§ **EXERCISE REQUIREMENTS**
Render every line of the records below as a numbered list, omitting blank lines.

§ **DATASET EXTRACT**
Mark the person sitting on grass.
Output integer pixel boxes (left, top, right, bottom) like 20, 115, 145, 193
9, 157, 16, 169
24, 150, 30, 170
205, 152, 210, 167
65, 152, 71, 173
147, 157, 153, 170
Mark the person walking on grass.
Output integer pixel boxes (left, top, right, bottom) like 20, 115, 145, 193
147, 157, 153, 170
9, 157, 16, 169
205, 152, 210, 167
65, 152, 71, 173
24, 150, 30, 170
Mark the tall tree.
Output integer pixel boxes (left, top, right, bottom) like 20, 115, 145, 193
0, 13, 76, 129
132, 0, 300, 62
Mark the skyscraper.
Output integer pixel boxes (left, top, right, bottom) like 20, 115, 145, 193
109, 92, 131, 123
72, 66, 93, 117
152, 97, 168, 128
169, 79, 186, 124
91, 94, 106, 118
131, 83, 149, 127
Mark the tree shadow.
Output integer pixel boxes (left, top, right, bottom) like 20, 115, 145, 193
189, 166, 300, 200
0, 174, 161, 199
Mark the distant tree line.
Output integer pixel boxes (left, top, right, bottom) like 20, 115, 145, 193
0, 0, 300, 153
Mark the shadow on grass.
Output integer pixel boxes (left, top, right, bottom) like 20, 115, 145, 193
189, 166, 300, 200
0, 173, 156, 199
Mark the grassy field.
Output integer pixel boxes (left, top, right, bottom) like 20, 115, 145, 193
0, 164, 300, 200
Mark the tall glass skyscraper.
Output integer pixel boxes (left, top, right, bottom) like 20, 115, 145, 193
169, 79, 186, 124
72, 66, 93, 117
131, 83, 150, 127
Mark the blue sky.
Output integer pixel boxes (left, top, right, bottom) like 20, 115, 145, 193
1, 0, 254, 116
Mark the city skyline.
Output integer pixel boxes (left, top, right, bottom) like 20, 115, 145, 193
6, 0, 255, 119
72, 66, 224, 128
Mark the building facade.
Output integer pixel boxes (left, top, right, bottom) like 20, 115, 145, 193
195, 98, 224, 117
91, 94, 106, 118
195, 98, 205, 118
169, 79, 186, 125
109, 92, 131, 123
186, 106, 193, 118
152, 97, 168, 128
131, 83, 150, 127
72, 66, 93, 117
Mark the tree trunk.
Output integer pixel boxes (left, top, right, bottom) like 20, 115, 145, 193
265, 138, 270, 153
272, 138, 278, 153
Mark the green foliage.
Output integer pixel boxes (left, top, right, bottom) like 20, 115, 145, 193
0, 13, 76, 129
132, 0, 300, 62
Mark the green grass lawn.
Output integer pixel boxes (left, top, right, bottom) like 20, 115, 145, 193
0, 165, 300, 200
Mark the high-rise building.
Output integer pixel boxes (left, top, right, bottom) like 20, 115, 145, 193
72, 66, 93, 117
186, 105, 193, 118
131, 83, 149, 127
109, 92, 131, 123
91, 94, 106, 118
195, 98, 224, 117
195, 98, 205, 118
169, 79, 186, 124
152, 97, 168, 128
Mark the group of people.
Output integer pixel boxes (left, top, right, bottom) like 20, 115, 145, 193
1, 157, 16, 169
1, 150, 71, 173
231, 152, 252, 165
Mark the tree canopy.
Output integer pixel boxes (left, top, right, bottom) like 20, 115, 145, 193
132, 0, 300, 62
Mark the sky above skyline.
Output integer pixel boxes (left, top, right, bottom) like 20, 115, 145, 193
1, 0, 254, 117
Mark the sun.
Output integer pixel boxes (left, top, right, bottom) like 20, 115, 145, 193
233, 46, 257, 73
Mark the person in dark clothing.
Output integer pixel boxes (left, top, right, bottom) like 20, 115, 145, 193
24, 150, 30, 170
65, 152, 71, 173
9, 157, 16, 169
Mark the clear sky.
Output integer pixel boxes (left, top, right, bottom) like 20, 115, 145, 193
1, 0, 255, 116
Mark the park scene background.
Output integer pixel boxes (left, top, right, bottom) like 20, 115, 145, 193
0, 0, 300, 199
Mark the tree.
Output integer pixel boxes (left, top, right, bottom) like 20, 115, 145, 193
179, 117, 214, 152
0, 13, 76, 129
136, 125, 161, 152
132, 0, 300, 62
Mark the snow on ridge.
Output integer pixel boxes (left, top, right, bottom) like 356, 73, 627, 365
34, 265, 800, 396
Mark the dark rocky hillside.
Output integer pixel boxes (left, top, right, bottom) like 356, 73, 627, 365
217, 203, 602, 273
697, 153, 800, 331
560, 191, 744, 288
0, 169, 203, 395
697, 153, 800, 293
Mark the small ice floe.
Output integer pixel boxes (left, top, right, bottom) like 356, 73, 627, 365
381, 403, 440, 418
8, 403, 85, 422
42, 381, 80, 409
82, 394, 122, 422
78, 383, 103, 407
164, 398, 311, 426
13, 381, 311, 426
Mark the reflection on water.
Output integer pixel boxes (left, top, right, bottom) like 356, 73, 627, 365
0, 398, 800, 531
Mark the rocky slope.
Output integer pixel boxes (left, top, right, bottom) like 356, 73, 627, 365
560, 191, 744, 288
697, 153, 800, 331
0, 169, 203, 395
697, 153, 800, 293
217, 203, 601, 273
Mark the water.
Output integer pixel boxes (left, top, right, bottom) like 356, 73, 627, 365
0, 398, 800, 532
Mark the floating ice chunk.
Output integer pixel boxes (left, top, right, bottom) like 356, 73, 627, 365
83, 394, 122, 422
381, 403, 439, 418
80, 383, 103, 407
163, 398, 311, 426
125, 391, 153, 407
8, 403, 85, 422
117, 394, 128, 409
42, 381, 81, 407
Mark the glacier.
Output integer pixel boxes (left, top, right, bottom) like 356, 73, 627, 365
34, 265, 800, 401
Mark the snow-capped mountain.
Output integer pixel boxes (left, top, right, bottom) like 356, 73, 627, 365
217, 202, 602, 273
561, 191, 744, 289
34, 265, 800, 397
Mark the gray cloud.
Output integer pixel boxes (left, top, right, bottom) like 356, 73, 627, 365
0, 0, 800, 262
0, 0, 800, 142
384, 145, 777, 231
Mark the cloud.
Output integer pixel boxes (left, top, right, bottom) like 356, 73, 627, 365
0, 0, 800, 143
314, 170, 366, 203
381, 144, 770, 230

§ **THE SOLUTION**
1. Mark the person sitting on grass.
2. Output integer pixel boxes (left, top, right, bottom) like 20, 115, 145, 193
3. 9, 157, 16, 169
4. 24, 150, 30, 170
5. 205, 152, 210, 167
6. 65, 152, 71, 173
7. 147, 157, 153, 170
8. Mark the person walking on grass.
9. Output integer pixel boxes (left, top, right, bottom) like 20, 115, 145, 193
10. 147, 157, 153, 170
11. 9, 157, 16, 169
12. 205, 152, 210, 167
13. 65, 152, 71, 173
14. 24, 150, 30, 170
15. Mark the tall tree.
16. Output integer pixel boxes (left, top, right, bottom) like 20, 115, 145, 193
17. 0, 13, 76, 129
18. 132, 0, 300, 62
19. Mark the skyscraper.
20. Output integer pixel boxes (left, top, right, bottom) like 20, 115, 145, 193
21. 109, 92, 131, 123
22. 72, 66, 93, 117
23. 152, 97, 168, 128
24. 169, 79, 186, 124
25. 91, 94, 106, 118
26. 131, 83, 149, 127
27. Mark the tree shadow.
28. Output integer pixel boxes (left, top, right, bottom) like 20, 115, 145, 193
29. 189, 166, 300, 200
30. 0, 174, 161, 199
31. Mark the distant tree line.
32. Output integer pixel boxes (left, top, right, bottom) like 20, 115, 145, 193
33. 0, 0, 300, 153
34. Mark the shadow on grass.
35. Output integer pixel boxes (left, top, right, bottom) like 20, 115, 145, 193
36. 189, 166, 300, 200
37. 0, 173, 156, 199
38. Mark the grassy field.
39. Output integer pixel boxes (left, top, right, bottom) like 20, 115, 145, 193
40. 0, 164, 300, 200
41. Mark the tall glass skyscraper.
42. Output integer pixel boxes (left, top, right, bottom) like 20, 115, 145, 193
43. 169, 79, 186, 124
44. 72, 66, 93, 117
45. 131, 83, 150, 127
46. Mark the blue sky.
47. Output integer pixel boxes (left, top, right, bottom) like 20, 115, 145, 193
48. 1, 0, 254, 116
49. Mark the city skyline.
50. Output integer pixel boxes (left, top, right, bottom) like 20, 115, 145, 193
51. 6, 0, 255, 119
52. 72, 66, 224, 128
53. Mark the building facade.
54. Output integer pixel boxes (left, top, right, bottom) like 20, 115, 145, 193
55. 195, 98, 224, 117
56. 91, 94, 106, 118
57. 195, 98, 205, 118
58. 169, 79, 186, 125
59. 109, 92, 131, 123
60. 186, 106, 193, 118
61. 152, 97, 168, 128
62. 131, 83, 150, 127
63. 72, 66, 93, 117
64. Mark the tree trunk.
65. Output integer pixel boxes (left, top, right, bottom) like 20, 115, 145, 193
66. 265, 138, 270, 153
67. 272, 138, 278, 153
68. Mark the green foliage.
69. Output integer pixel boxes (left, top, right, bottom) like 20, 115, 145, 193
70. 0, 13, 76, 129
71. 132, 0, 300, 62
72. Mark the green grass lawn.
73. Output integer pixel boxes (left, top, right, bottom) like 20, 115, 145, 193
74. 0, 165, 300, 200
75. Mark the high-rise building.
76. Output integer pixel boxes (left, top, right, bottom) like 20, 115, 145, 193
77. 72, 66, 93, 117
78. 186, 105, 193, 118
79. 131, 83, 149, 127
80. 109, 92, 131, 123
81. 91, 94, 106, 118
82. 195, 98, 224, 117
83. 195, 98, 205, 118
84. 169, 79, 186, 124
85. 152, 97, 168, 128
86. Mark the group of people.
87. Output integer pixel boxes (left, top, right, bottom) like 20, 115, 145, 193
88. 1, 157, 16, 169
89. 1, 150, 71, 173
90. 231, 152, 252, 165
91. Mark the tree canopy.
92. Output integer pixel boxes (left, top, right, bottom) like 20, 115, 145, 193
93. 132, 0, 300, 62
94. Mark the sky above skyline.
95. Output integer pixel boxes (left, top, right, bottom) like 20, 115, 145, 193
96. 1, 0, 254, 117
97. Mark the sun.
98. Output integer pixel boxes (left, top, right, bottom) like 20, 115, 145, 193
99. 233, 46, 257, 73
100. Mark the person in dark clothing.
101. Output integer pixel boxes (left, top, right, bottom) like 20, 115, 145, 193
102. 24, 150, 30, 170
103. 65, 152, 71, 173
104. 9, 157, 16, 169
105. Mark the clear sky.
106. Output integer pixel boxes (left, top, right, bottom) like 20, 115, 145, 193
107. 1, 0, 255, 116
108. Mark the park scene background.
109. Output integer pixel boxes (left, top, right, bottom) like 20, 115, 145, 193
110. 0, 0, 300, 199
111. Mark the tree.
112. Output integer pixel boxes (left, top, right, bottom) like 20, 115, 145, 193
113. 179, 117, 214, 152
114. 0, 13, 76, 129
115. 136, 125, 161, 152
116. 132, 0, 300, 62
117. Mark the snow on ridge.
118. Output integer pixel boxes (left, top, right, bottom) like 356, 73, 627, 365
119. 34, 265, 800, 396
120. Mark the dark rocky hillside.
121. Output integer pixel boxes (left, top, right, bottom) like 356, 73, 627, 365
122. 217, 203, 602, 273
123. 697, 153, 800, 331
124. 560, 191, 744, 288
125. 0, 169, 203, 395
126. 697, 153, 800, 293
127. Mark the small ice floe.
128. Output integer pixel boxes (left, top, right, bottom) like 356, 73, 627, 365
129. 381, 403, 440, 418
130. 8, 403, 85, 422
131. 42, 381, 80, 409
132. 82, 394, 122, 422
133. 78, 383, 103, 407
134. 164, 398, 311, 426
135. 13, 381, 311, 426
136. Mark the reflection on water.
137. Output integer pixel boxes (left, top, right, bottom) like 356, 73, 627, 365
138. 0, 398, 800, 531
139. Mark the rocky slope.
140. Output integer pixel boxes (left, top, right, bottom) like 356, 73, 627, 365
141. 560, 191, 744, 288
142. 697, 153, 800, 331
143. 0, 169, 203, 395
144. 697, 153, 800, 293
145. 217, 203, 601, 273
146. Mark the water.
147. Output integer pixel boxes (left, top, right, bottom) like 356, 73, 627, 365
148. 0, 398, 800, 532
149. Mark the floating ice chunk.
150. Output integer pixel boxes (left, top, right, bottom) like 356, 73, 627, 365
151. 83, 394, 122, 422
152. 381, 403, 439, 418
153. 80, 383, 103, 407
154. 163, 398, 311, 426
155. 125, 391, 153, 407
156. 8, 403, 85, 422
157. 117, 394, 128, 409
158. 42, 381, 81, 407
159. Mark the glacier.
160. Output integer pixel boxes (left, top, right, bottom) like 356, 73, 627, 365
161. 34, 265, 800, 401
162. Mark the snow-capped mountain.
163. Output integer pixel boxes (left, top, right, bottom) like 356, 73, 627, 365
164. 217, 202, 602, 273
165. 561, 191, 744, 289
166. 34, 265, 800, 397
167. Mark the gray cloud.
168. Output integer pixel boxes (left, top, right, bottom) like 356, 73, 627, 365
169. 0, 0, 800, 262
170. 0, 0, 800, 142
171. 384, 145, 777, 231
172. Mark the cloud.
173. Output integer pixel boxes (left, top, right, bottom) like 356, 73, 627, 365
174. 0, 0, 800, 143
175. 314, 170, 366, 203
176. 381, 144, 770, 230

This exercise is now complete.